• EXTRACTED TEXT:

Waclaw Sierpinski (1882-1969), like Mandelbrot a native of Warsaw, was known for major contributions to abstract mathematics and for the creation around 1920 of a Polish school of mathematics specifically devoted to his particular interest in pure mathematics, "Fundamenta Mathematicae." Polish mathematics took pride in breaking with tradition, and specifically with any possible links between mathematics and the real world. Their perspectives greatly influenced the international "new math" movement in grade and high school education

From 1974 to 2004 the Prize laureates were colleagues of Sierpinski and other pure mathematicians. The fractal geometry of roughness, Mandelbrot's life work, although apparently different in its spirit, in fact, has deep links to this tradition. Ironically, Mandelbrot singled out two shapes favored by the Polish school, labeled them Sierpinski gasket and carpet, and showed both to be extraordinarily useful in representing roughness in nature and Man's works. These structures have become widely known, even to young students.

Fractal geometry credits Sierpinski's work but refutes its interpretation and restores an element of unity that Sierpinski had worked to destroy. Sierpinski also profoundly affected the personal life of Mandelbrot, whom he never met, giving this Prize and the accompanying lecture on "The unity of mathematics" exceptionally rich, personal, and ironic connotations.

• EXERCISE TASKS:
1. Reproduce the entire passage about Sierpinski and Mandelbrot word for word.
2. In the rows below, find every line that contains the string "edge" and copy each one out. Matching is case-sensitive.

• RECORDS PROVIDED:

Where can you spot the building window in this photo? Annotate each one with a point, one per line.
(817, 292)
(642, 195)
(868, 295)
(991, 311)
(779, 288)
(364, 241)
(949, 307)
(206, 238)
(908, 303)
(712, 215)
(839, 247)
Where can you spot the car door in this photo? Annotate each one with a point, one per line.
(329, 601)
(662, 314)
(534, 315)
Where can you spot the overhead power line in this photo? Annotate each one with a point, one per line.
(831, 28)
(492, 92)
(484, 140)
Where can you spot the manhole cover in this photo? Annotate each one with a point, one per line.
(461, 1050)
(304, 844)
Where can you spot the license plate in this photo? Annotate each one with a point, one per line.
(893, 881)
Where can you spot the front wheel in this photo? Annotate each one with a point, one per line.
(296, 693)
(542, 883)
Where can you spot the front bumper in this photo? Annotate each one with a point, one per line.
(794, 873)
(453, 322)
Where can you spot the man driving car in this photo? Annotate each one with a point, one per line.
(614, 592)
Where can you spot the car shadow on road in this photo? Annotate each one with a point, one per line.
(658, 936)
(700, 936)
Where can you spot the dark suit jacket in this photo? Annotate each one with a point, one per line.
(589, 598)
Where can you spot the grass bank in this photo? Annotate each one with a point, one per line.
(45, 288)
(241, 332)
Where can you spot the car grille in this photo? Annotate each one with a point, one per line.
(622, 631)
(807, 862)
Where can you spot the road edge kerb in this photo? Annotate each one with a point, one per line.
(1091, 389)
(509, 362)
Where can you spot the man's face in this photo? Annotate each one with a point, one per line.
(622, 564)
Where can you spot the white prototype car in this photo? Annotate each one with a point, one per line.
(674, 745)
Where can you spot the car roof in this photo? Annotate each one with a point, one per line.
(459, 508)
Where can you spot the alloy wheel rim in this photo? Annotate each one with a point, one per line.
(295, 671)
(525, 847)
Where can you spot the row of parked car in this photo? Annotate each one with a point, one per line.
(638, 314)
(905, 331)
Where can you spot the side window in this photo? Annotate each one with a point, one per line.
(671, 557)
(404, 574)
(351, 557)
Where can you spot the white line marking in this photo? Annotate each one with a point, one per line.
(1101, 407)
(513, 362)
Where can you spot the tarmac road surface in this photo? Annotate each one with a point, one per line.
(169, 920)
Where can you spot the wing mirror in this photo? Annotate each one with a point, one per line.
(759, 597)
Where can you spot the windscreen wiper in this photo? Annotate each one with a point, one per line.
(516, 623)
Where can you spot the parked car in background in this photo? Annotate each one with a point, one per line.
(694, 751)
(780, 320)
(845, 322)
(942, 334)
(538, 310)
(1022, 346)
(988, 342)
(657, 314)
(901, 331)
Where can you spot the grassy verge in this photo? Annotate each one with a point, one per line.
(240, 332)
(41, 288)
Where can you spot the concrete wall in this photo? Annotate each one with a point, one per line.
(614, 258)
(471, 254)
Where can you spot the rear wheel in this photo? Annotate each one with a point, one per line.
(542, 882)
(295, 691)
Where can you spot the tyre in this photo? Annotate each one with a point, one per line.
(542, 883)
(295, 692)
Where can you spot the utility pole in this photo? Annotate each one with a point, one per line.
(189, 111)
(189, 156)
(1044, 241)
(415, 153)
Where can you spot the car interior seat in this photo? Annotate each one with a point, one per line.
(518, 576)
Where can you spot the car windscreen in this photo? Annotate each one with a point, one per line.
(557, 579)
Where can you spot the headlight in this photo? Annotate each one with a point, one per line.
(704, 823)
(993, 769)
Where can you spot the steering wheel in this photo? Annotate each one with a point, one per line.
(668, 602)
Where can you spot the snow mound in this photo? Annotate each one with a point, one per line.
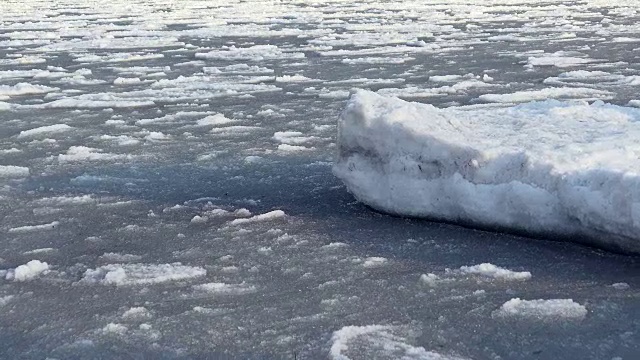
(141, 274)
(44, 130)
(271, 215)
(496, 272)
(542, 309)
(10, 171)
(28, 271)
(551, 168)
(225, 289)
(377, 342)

...

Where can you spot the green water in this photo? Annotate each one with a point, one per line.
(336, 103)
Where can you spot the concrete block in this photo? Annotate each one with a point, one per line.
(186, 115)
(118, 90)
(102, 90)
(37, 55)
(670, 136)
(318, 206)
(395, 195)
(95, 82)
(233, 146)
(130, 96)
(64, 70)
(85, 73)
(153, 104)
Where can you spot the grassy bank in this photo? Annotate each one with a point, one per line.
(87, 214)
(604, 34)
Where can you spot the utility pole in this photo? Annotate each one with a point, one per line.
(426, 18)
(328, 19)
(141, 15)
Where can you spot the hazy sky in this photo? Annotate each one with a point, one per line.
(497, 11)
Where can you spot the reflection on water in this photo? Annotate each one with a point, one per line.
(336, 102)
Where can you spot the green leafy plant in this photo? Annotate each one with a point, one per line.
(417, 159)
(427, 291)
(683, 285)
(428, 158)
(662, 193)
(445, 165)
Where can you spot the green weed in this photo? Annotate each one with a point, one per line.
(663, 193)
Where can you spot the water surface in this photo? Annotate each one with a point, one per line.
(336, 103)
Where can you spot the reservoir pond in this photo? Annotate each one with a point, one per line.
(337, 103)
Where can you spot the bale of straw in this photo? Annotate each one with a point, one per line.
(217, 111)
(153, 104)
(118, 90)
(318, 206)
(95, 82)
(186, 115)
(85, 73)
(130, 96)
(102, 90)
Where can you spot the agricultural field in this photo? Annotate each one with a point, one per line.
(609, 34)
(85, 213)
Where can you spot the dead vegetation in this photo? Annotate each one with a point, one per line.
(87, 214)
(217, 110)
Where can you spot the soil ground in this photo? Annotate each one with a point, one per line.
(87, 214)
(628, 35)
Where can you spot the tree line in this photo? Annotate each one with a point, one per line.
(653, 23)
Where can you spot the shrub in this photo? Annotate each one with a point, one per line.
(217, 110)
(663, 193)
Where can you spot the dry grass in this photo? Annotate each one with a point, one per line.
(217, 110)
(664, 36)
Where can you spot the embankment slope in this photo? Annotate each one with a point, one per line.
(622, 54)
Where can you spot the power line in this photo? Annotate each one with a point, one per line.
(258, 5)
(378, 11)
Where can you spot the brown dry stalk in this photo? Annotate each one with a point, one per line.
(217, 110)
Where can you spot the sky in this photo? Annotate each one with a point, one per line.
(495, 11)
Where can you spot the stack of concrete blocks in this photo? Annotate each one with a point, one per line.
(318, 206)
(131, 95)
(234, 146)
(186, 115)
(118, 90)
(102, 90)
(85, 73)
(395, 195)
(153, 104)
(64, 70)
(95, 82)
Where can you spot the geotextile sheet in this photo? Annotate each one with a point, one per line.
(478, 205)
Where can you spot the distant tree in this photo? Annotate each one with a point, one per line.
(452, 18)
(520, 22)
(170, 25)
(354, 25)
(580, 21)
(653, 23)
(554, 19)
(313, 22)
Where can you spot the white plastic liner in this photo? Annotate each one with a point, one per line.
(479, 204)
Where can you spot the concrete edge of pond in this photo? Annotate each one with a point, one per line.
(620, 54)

• SOLUTIONS TO THE TASKS:
1.
Waclaw Sierpinski (1882-1969), like Mandelbrot a native of Warsaw, was known for major contributions to abstract mathematics and for the creation around 1920 of a Polish school of mathematics specifically devoted to his particular interest in pure mathematics, "Fundamenta Mathematicae." Polish mathematics took pride in breaking with tradition, and specifically with any possible links between mathematics and the real world. Their perspectives greatly influenced the international "new math" movement in grade and high school education

From 1974 to 2004 the Prize laureates were colleagues of Sierpinski and other pure mathematicians. The fractal geometry of roughness, Mandelbrot's life work, although apparently different in its spirit, in fact, has deep links to this tradition. Ironically, Mandelbrot singled out two shapes favored by the Polish school, labeled them Sierpinski gasket and carpet, and showed both to be extraordinarily useful in representing roughness in nature and Man's works. These structures have become widely known, even to young students.

Fractal geometry credits Sierpinski's work but refutes its interpretation and restores an element of unity that Sierpinski had worked to destroy. Sierpinski also profoundly affected the personal life of Mandelbrot, whom he never met, giving this Prize and the accompanying lecture on "The unity of mathematics" exceptionally rich, personal, and ironic connotations.

2.
Where can you spot the road edge kerb in this photo? Annotate each one with a point, one per line.
Where can you spot the concrete edge of pond in this photo? Annotate each one with a point, one per line.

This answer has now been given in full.